**WHAT IS EXPECTED:**
Copy the material below word for word, from the line containing "Target: steep mountainside" through the line containing "76 140 L 94", with both of those lines included.

**EXERCISE INPUTS:**

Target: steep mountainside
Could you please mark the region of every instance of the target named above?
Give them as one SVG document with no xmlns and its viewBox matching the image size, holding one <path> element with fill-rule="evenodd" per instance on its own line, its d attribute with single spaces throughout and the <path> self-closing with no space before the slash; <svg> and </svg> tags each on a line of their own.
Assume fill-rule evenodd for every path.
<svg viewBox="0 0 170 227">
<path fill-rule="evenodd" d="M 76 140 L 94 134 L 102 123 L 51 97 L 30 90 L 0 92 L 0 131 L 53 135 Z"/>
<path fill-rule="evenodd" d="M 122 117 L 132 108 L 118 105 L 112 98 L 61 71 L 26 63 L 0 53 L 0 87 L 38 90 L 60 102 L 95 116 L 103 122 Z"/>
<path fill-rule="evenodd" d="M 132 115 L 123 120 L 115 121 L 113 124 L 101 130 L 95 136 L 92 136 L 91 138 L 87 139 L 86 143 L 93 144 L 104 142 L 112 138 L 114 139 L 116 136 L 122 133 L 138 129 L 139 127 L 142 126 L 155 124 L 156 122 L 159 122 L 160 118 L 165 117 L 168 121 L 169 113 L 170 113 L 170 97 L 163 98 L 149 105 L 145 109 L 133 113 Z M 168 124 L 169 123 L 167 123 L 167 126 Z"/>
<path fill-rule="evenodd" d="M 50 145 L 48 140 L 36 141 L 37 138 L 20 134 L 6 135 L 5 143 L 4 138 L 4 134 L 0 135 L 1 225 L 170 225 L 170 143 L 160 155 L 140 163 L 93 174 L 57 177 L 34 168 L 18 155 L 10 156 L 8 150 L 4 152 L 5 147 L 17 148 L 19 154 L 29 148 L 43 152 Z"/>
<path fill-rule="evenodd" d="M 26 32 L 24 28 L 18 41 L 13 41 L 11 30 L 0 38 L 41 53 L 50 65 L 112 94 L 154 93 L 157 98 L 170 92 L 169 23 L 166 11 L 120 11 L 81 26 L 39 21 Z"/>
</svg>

--

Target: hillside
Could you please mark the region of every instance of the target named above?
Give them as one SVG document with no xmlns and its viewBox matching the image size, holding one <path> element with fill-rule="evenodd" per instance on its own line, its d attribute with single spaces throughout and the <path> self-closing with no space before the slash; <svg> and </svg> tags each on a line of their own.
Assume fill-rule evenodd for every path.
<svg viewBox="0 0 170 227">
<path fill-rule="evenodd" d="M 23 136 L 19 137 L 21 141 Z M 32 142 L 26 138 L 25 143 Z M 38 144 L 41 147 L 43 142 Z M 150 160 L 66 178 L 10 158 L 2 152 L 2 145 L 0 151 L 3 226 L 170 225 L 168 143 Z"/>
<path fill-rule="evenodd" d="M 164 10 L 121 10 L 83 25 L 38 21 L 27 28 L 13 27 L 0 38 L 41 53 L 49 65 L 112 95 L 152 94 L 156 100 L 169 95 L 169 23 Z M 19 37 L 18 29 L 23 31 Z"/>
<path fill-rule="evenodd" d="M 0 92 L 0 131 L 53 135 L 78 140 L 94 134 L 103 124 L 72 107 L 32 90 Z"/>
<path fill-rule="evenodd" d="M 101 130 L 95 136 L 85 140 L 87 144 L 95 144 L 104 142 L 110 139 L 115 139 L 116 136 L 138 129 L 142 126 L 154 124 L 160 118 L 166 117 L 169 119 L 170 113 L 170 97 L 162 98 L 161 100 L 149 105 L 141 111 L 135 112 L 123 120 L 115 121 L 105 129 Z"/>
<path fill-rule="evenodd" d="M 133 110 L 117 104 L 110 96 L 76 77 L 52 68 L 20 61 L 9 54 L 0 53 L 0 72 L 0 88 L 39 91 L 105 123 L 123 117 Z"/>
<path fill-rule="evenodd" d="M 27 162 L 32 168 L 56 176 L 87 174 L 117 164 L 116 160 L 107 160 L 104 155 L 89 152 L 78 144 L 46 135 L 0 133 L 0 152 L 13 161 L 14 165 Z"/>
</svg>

...

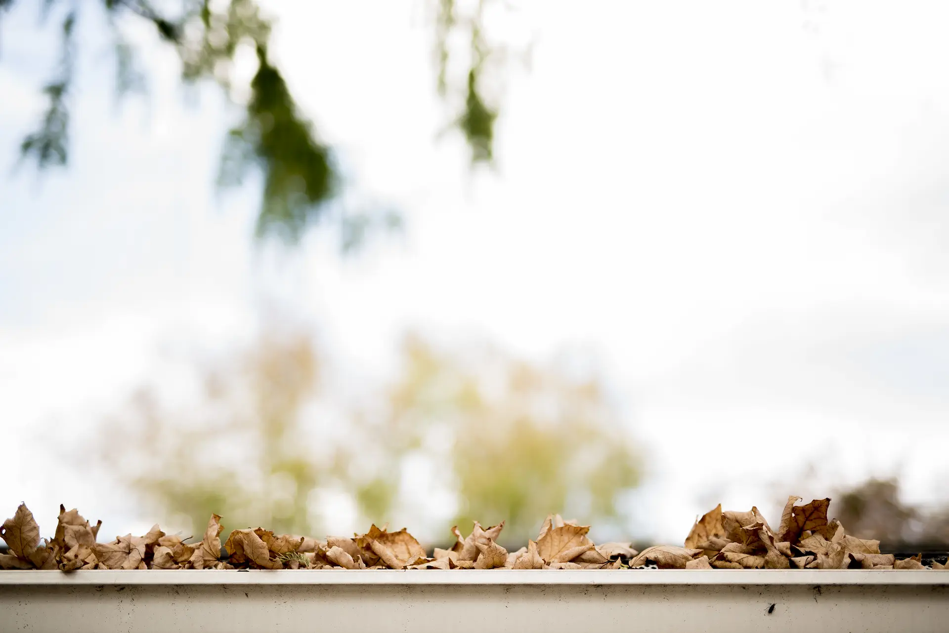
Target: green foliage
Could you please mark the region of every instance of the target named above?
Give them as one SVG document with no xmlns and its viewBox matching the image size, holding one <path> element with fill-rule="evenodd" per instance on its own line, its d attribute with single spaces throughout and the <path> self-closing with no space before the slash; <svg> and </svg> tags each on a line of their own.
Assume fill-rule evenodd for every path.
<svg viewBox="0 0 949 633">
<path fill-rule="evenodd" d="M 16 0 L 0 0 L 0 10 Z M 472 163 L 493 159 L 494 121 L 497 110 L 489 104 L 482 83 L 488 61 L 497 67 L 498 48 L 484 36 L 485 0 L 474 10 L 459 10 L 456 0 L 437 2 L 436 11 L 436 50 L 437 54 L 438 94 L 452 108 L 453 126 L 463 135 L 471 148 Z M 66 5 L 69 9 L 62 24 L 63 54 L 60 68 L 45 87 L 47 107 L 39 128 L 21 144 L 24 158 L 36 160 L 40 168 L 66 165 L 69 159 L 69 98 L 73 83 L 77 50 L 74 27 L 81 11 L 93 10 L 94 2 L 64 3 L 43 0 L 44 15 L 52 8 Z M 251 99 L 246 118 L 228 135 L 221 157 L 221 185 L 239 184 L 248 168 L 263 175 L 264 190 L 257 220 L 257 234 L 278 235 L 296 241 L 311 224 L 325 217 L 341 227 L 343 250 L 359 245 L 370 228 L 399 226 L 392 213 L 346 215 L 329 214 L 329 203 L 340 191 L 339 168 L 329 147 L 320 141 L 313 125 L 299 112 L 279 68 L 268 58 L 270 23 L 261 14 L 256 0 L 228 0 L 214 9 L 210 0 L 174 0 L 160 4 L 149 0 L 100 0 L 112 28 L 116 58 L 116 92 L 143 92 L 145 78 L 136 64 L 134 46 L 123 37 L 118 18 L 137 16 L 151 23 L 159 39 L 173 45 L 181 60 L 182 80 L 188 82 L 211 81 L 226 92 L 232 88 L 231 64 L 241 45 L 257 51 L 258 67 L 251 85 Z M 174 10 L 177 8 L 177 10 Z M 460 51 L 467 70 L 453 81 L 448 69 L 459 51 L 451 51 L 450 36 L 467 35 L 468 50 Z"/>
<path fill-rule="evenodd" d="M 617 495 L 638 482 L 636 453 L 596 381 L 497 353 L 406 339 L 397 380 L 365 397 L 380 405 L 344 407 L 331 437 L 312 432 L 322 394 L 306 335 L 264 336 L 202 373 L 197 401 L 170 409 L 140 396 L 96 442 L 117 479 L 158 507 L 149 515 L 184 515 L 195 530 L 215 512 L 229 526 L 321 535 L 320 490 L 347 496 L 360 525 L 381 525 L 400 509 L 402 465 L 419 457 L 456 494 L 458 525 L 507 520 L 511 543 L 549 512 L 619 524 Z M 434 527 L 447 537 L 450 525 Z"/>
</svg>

**RESPONSE:**
Target: steep mountainside
Could you please mark the region of every instance of the target named above?
Give them as one SVG document with no xmlns and its viewBox matching the image size, holding one <path> element with fill-rule="evenodd" per instance on its own line, its d attribute with single spaces throughout and the <path> self-closing with no space before the slash; <svg> and </svg> tags each on a line of their own.
Assume fill-rule evenodd for every path.
<svg viewBox="0 0 170 227">
<path fill-rule="evenodd" d="M 76 140 L 94 134 L 102 123 L 51 97 L 30 90 L 0 92 L 0 131 L 53 135 Z"/>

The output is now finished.